Source records:
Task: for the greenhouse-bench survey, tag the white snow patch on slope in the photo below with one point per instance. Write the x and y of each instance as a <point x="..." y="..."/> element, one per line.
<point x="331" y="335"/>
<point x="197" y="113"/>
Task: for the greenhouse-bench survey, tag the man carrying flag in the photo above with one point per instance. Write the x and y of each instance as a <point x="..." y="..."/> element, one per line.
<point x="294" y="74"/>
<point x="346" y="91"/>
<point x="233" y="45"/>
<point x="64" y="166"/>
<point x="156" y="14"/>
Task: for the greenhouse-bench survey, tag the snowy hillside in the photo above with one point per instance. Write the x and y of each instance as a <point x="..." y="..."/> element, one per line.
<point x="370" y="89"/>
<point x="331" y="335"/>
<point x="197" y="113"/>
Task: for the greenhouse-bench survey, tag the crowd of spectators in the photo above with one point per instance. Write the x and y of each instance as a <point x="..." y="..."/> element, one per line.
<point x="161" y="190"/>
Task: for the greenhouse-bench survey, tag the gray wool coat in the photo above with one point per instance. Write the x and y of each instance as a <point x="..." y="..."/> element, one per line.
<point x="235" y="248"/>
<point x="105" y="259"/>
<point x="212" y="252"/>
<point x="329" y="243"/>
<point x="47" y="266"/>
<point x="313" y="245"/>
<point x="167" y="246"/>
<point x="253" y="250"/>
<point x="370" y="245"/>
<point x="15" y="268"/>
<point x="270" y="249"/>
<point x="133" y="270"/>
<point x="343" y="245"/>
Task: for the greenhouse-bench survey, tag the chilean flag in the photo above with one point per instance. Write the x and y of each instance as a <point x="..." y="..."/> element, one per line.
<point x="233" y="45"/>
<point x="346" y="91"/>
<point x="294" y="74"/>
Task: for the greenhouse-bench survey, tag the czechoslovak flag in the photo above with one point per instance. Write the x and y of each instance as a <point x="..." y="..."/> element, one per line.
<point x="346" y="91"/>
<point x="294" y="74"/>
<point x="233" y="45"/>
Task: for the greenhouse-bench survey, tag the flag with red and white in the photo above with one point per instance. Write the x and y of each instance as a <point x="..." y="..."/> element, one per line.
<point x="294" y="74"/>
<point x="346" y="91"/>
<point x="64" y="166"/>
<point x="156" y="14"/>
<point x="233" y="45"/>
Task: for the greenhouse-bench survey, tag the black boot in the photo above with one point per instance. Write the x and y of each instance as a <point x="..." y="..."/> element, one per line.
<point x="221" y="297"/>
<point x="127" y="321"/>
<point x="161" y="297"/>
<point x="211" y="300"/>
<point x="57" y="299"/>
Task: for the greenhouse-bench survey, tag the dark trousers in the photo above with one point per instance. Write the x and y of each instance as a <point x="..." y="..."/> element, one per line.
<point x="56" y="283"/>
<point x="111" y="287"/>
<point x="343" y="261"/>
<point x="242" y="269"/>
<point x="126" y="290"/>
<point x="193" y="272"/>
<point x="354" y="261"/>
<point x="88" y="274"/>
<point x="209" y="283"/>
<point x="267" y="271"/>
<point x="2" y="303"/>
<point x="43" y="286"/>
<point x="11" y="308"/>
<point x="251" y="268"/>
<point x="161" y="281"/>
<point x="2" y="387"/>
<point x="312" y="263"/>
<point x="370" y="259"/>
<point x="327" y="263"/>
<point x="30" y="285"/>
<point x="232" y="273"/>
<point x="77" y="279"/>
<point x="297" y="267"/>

Assignment: Transcribe the entries exactly, and make each line match the original.

Answer to this task:
Task: for the greenhouse-bench survey, tag the white snow patch on slope in the photo below with one point per instance. Write the x and y of each instance as a <point x="..." y="..."/> element, one per line.
<point x="331" y="335"/>
<point x="197" y="113"/>
Task: for the greenhouse-bench survey, tag the man carrying flag in the photo above with one point per instance. Write the x and y of each instance as a <point x="..." y="..."/> element, one per line.
<point x="294" y="74"/>
<point x="346" y="91"/>
<point x="233" y="45"/>
<point x="64" y="166"/>
<point x="156" y="14"/>
Task: for the greenhouse-bench survey, tag the snowy hillside in the photo above with one point per instance. Write the x and y of each instance as a <point x="..." y="..."/> element, one per line.
<point x="370" y="89"/>
<point x="331" y="335"/>
<point x="197" y="113"/>
Task: for the greenhouse-bench survey, tag the crowd of spectators in the photo above with one point per instance. Write the x and y of each instance as a <point x="..." y="..."/> element, one per line.
<point x="161" y="190"/>
Task: for the greenhouse-bench survey, tag the gray wool coat in the photo above with one point per instance. Write the x and y of each instance as a <point x="..." y="..."/> element, one per line.
<point x="235" y="248"/>
<point x="105" y="259"/>
<point x="212" y="252"/>
<point x="329" y="243"/>
<point x="47" y="266"/>
<point x="313" y="245"/>
<point x="167" y="246"/>
<point x="253" y="250"/>
<point x="370" y="245"/>
<point x="15" y="268"/>
<point x="270" y="249"/>
<point x="133" y="270"/>
<point x="343" y="245"/>
Task: for the greenhouse-bench survey, tag the chilean flag in the photo above with one point per instance. Write the x and y of each instance as a <point x="..." y="..."/> element, one per line.
<point x="233" y="45"/>
<point x="346" y="91"/>
<point x="294" y="74"/>
Task: for the greenhouse-bench survey, tag the czechoslovak flag in the photo above with one point per instance. Write the x and y of each instance as a <point x="..." y="..."/> element, one per line.
<point x="346" y="91"/>
<point x="294" y="74"/>
<point x="233" y="45"/>
Task: for the greenhouse-bench survey, tag the flag with red and white in the photo above with one point per instance. Write the x and y of each instance as a <point x="..." y="..."/> element, one per line.
<point x="294" y="74"/>
<point x="346" y="91"/>
<point x="64" y="166"/>
<point x="156" y="14"/>
<point x="233" y="45"/>
Task: for the greenhouse-bench survey, tag the black boot in the photo above with one point per instance. Write the x and y of each instance as a <point x="..." y="..."/> element, one per line.
<point x="221" y="297"/>
<point x="127" y="321"/>
<point x="161" y="297"/>
<point x="211" y="300"/>
<point x="57" y="299"/>
Task: for the greenhouse-bench survey, tag the dark trousers in the photo above with one point per instance. Write the x and y of each instance as a <point x="..." y="..."/> element, one per line.
<point x="56" y="283"/>
<point x="111" y="287"/>
<point x="343" y="261"/>
<point x="242" y="269"/>
<point x="126" y="290"/>
<point x="193" y="272"/>
<point x="354" y="261"/>
<point x="88" y="274"/>
<point x="209" y="283"/>
<point x="267" y="271"/>
<point x="2" y="303"/>
<point x="43" y="286"/>
<point x="11" y="308"/>
<point x="251" y="268"/>
<point x="161" y="281"/>
<point x="2" y="387"/>
<point x="312" y="263"/>
<point x="370" y="259"/>
<point x="327" y="263"/>
<point x="30" y="285"/>
<point x="232" y="273"/>
<point x="77" y="279"/>
<point x="297" y="267"/>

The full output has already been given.